===== Records to use

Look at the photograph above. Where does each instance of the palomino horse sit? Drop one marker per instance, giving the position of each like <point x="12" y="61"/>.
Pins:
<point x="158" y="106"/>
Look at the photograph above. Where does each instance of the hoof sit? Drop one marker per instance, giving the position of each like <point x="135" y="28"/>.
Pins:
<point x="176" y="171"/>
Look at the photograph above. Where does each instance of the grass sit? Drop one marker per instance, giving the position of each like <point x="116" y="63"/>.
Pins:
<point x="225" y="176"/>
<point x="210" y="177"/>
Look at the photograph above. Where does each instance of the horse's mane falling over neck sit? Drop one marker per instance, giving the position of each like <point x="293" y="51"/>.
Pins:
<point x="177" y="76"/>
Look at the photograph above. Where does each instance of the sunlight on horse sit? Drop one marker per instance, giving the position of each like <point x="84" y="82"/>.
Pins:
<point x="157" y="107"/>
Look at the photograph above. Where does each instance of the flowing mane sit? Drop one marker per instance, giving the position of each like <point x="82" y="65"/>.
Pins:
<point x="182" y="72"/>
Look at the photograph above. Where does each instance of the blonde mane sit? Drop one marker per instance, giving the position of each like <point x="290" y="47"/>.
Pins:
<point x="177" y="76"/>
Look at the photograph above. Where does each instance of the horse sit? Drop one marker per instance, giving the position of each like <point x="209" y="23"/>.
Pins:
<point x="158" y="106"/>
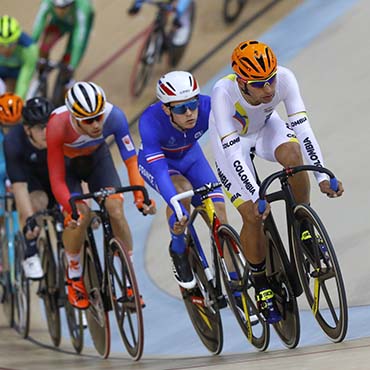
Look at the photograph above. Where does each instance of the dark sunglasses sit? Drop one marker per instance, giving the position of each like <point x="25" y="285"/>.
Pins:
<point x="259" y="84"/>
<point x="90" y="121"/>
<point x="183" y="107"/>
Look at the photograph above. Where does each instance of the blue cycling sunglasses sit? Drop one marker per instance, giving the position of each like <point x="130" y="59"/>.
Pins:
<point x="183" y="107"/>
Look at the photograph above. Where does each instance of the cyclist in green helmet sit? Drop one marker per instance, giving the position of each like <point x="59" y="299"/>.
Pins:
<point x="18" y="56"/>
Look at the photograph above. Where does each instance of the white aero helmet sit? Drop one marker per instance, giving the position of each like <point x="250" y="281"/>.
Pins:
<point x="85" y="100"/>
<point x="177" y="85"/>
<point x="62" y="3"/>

==========
===== Records to use

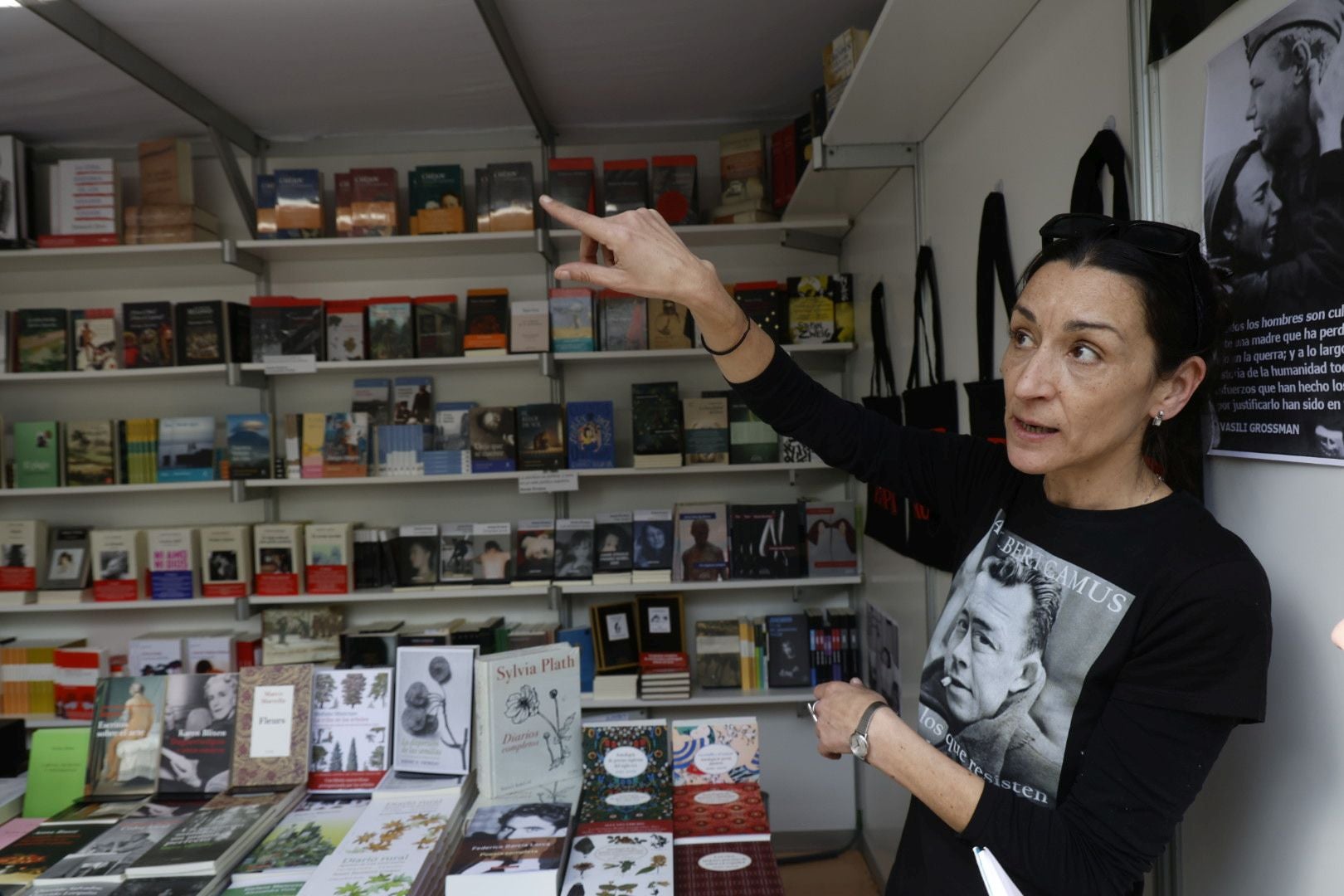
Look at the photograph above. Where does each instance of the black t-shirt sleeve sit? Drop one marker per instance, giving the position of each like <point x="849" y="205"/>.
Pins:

==========

* [Work to be completed]: In the material above, show every line where the word "horse" turns up.

* [Response to the task]:
Look at the photograph above. Where does each instance of the palomino horse sit? Drop one marker per instance, giving the position of each like <point x="12" y="61"/>.
Look at the photograph above. Where does each instance of the horse's mane falling over neck sit? Drop one marker per instance, giving the position of each like <point x="293" y="51"/>.
Look at the photograph above. Where does each instance of the sunlight on horse sit? Drop one marker per instance, giving the position of each like <point x="84" y="82"/>.
Look at the photograph above. Where does each instance of the horse sit? Drop one marker per instance, giving the position of each like <point x="209" y="23"/>.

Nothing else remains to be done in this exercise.